What you will do:
Gather every line below that contains the word "mane" and copy each one in full. Case counts, so match only that exact capitalization.

━━━━

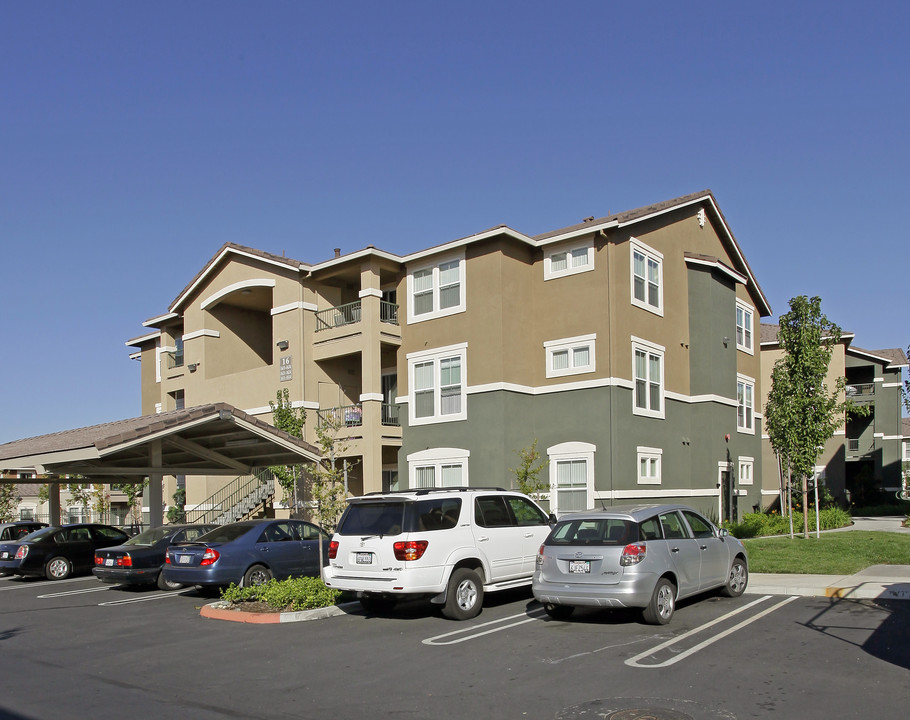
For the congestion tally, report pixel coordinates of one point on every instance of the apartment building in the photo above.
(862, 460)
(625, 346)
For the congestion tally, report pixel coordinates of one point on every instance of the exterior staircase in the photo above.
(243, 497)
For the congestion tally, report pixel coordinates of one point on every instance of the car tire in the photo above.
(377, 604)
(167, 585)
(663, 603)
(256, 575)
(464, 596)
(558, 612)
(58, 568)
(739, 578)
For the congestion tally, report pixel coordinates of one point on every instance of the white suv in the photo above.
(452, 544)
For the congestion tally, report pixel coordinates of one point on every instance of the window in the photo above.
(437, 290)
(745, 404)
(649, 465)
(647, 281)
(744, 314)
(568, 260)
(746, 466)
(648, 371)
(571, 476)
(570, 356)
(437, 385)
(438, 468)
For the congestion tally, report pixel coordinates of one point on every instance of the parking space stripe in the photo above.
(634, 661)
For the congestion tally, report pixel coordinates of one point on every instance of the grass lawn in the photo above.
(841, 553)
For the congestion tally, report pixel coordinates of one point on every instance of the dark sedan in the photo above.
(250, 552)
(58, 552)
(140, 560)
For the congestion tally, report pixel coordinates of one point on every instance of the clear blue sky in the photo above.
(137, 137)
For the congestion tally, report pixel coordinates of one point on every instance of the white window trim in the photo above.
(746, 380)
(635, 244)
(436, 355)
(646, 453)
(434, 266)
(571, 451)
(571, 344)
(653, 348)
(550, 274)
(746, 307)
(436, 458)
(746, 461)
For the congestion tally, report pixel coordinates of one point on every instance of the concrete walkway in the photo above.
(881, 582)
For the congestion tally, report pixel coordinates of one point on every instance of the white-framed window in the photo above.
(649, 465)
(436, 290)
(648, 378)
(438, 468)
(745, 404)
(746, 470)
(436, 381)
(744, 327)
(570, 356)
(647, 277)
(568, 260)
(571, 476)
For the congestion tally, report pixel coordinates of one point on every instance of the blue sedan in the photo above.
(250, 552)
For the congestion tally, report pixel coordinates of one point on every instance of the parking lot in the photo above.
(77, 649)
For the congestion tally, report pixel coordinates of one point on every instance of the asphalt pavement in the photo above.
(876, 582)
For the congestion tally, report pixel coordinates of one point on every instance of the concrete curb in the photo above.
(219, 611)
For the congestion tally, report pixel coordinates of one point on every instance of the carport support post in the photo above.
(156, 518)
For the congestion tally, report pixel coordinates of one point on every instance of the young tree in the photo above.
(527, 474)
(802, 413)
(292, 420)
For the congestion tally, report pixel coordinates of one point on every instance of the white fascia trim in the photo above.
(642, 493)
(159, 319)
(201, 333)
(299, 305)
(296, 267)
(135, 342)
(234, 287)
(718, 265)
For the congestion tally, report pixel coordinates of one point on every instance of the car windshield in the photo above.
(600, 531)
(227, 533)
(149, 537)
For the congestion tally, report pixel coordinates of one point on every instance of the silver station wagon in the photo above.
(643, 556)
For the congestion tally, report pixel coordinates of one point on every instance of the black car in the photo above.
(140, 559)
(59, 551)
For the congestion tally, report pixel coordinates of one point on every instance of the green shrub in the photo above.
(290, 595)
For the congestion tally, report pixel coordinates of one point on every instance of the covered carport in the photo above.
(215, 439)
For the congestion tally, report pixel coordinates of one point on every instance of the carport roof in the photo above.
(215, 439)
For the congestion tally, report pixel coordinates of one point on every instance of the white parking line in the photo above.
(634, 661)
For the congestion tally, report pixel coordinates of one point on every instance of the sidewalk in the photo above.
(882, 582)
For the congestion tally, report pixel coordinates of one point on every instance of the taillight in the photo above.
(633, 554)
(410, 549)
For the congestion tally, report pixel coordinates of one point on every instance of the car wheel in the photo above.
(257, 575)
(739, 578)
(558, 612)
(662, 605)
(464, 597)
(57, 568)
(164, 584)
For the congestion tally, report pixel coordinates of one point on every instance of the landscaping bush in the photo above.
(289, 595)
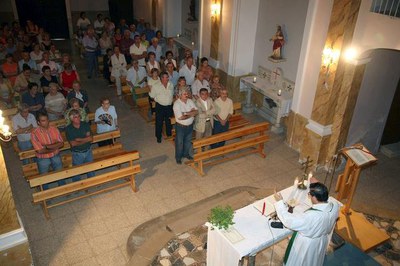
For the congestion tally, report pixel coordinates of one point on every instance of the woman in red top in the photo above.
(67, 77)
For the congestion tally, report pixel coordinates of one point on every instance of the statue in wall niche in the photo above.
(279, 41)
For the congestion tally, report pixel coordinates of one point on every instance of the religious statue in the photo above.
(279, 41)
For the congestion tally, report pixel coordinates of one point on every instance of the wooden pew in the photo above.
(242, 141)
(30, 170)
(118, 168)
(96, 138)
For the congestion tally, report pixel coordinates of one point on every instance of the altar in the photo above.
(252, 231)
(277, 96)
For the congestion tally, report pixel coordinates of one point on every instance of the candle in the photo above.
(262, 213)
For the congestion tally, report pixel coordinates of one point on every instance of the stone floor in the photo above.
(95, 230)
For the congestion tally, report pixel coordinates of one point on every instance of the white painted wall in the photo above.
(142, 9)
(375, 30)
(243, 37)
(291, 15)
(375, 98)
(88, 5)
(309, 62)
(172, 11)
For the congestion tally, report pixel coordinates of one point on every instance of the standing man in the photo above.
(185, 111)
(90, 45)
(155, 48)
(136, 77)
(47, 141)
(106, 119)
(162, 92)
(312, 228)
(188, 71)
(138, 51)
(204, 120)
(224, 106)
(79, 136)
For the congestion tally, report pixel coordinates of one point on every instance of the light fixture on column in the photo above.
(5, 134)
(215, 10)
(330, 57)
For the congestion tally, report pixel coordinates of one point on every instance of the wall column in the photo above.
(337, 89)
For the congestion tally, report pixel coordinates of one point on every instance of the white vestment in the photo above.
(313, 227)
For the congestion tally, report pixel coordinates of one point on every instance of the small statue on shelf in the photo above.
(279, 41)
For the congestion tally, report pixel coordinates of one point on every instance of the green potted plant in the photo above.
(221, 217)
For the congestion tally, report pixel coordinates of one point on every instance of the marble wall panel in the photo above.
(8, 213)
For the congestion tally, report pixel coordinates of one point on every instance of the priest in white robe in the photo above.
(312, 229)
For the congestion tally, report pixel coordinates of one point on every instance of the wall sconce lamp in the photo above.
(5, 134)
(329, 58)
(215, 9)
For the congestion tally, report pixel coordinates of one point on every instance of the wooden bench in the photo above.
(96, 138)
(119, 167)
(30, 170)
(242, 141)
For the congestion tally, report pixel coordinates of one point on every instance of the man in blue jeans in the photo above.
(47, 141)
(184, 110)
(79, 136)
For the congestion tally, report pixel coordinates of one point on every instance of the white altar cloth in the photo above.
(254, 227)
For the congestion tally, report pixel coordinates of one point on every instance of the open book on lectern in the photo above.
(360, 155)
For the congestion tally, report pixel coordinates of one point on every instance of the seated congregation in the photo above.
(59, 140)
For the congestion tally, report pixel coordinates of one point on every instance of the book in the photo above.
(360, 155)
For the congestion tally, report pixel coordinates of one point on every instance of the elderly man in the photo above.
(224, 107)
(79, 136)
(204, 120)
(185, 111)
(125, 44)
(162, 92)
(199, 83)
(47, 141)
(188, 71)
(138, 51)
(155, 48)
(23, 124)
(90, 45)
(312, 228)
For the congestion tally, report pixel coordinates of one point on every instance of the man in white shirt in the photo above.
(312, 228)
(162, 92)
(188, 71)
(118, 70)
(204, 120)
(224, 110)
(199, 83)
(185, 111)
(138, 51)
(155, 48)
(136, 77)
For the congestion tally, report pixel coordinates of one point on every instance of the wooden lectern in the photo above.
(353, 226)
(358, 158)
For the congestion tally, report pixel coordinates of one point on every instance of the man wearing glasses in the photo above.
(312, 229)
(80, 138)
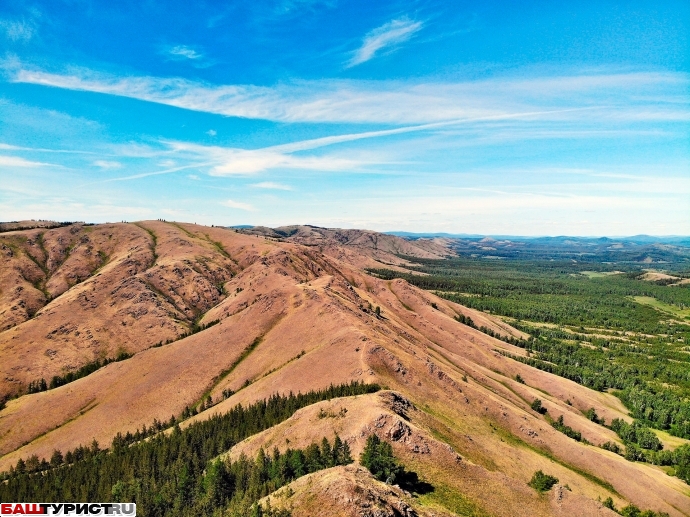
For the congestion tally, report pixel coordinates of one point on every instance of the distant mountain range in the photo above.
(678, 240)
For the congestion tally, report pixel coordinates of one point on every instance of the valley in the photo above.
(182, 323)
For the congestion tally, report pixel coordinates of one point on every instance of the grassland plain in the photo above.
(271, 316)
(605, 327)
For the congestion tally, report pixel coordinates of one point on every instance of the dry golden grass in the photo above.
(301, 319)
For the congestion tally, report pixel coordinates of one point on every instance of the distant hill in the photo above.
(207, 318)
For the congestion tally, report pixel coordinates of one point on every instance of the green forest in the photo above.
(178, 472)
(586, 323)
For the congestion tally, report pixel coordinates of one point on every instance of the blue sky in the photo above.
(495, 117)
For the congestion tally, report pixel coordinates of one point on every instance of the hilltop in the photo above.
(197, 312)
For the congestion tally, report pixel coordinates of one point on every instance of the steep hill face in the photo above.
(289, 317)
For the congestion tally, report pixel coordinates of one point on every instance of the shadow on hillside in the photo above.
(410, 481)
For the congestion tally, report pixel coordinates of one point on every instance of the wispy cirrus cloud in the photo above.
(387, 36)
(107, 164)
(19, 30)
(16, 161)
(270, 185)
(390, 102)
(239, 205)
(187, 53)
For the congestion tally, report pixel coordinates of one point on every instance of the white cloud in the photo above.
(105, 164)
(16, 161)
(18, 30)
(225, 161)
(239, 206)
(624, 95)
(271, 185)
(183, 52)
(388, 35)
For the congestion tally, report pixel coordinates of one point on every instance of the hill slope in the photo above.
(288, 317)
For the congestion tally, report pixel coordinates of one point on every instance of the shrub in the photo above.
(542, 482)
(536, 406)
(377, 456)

━━━━

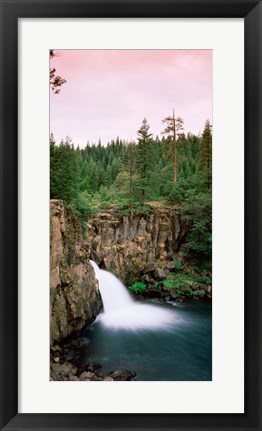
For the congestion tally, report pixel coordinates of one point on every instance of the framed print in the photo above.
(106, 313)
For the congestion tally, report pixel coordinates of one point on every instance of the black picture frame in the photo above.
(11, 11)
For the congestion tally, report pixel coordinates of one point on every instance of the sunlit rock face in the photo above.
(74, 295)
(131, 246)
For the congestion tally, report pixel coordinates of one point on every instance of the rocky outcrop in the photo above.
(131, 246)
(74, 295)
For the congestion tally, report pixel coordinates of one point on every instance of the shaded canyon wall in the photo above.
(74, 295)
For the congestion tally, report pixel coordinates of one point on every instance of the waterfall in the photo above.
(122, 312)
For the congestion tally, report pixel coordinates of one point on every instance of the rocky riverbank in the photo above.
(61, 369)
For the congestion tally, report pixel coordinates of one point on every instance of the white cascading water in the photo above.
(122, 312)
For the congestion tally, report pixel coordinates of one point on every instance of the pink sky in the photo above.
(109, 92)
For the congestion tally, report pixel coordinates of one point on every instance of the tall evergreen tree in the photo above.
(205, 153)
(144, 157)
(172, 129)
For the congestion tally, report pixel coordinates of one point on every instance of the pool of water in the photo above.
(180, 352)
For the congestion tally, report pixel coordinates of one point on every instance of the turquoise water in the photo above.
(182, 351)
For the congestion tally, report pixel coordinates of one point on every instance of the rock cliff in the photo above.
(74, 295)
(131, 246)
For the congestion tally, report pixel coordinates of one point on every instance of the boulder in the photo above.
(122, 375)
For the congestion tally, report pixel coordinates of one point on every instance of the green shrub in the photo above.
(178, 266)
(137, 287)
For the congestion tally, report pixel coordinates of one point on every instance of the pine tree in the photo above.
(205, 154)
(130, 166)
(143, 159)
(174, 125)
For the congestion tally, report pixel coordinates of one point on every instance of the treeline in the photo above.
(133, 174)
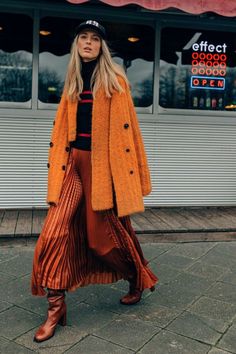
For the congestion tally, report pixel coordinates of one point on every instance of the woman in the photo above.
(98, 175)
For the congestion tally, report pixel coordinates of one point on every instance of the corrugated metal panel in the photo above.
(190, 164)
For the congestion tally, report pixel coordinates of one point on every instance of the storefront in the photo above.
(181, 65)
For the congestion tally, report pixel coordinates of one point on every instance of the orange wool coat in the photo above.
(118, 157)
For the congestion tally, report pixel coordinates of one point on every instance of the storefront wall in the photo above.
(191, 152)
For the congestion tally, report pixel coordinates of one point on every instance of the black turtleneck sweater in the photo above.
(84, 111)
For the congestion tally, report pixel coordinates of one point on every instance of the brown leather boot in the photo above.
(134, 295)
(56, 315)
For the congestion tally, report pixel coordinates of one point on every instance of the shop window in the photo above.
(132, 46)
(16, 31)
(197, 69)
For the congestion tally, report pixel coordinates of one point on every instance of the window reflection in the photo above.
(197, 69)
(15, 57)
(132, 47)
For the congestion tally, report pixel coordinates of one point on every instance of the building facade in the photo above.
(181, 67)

━━━━

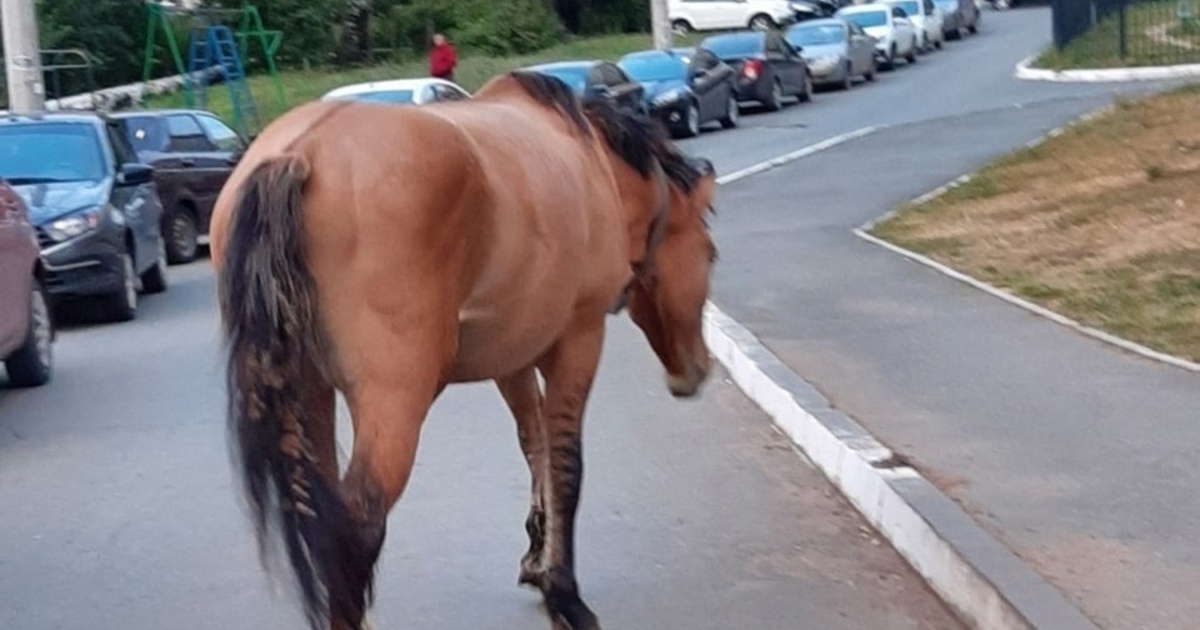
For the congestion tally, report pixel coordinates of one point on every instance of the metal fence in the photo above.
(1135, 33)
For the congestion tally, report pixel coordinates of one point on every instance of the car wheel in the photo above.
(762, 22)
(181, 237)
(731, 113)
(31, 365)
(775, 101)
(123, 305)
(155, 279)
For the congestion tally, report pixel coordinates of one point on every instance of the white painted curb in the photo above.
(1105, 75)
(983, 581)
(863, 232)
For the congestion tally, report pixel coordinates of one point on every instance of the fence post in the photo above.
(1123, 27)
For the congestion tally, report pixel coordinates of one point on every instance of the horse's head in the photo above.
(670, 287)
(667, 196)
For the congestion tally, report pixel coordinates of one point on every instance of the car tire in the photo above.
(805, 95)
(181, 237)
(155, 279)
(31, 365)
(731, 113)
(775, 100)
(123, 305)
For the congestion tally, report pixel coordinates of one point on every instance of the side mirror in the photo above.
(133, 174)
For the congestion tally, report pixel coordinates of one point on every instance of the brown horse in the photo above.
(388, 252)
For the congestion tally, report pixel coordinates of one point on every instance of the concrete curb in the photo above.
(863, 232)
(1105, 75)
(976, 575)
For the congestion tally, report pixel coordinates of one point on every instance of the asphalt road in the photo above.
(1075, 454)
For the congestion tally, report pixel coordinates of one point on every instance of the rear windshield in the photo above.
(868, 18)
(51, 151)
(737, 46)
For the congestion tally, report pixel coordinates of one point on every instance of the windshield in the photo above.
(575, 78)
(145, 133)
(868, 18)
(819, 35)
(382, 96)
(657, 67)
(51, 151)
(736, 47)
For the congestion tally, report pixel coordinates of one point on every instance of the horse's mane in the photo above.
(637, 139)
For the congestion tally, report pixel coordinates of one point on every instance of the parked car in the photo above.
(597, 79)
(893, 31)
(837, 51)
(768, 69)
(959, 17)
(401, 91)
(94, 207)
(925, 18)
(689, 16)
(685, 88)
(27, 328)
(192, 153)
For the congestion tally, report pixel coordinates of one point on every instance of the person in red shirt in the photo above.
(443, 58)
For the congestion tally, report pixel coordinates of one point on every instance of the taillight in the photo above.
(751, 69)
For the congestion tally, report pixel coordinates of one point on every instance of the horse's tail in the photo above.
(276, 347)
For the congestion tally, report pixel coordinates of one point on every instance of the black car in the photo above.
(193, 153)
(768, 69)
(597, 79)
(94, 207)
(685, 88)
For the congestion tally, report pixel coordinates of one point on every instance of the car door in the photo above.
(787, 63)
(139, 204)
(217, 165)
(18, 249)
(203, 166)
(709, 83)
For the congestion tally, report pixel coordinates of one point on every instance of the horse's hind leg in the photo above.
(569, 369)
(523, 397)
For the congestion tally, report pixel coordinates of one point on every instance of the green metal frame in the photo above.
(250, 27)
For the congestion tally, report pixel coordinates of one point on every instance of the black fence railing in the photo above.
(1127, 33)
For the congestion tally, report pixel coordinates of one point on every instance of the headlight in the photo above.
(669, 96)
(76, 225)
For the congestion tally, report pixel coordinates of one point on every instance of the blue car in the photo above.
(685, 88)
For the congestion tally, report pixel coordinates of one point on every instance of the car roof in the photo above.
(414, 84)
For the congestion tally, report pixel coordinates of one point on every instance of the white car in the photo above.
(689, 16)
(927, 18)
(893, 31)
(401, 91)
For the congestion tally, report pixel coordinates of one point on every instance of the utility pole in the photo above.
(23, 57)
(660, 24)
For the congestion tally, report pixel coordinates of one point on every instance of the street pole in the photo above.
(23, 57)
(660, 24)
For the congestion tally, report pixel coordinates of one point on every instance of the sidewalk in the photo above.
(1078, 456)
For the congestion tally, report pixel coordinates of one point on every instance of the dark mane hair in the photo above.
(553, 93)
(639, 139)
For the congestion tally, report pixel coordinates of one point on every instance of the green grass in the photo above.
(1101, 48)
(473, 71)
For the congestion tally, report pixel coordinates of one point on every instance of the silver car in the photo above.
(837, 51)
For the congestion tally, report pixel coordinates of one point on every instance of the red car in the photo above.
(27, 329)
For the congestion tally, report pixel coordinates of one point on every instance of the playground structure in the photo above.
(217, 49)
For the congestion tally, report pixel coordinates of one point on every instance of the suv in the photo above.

━━━━

Result of the task:
For the congestion tally, report pixel coordinates of one point on every instance of the horse's mane in the photo above.
For the congestion tally, report pixel coordinates of one point on every instance of the dark mane hair in the photo above.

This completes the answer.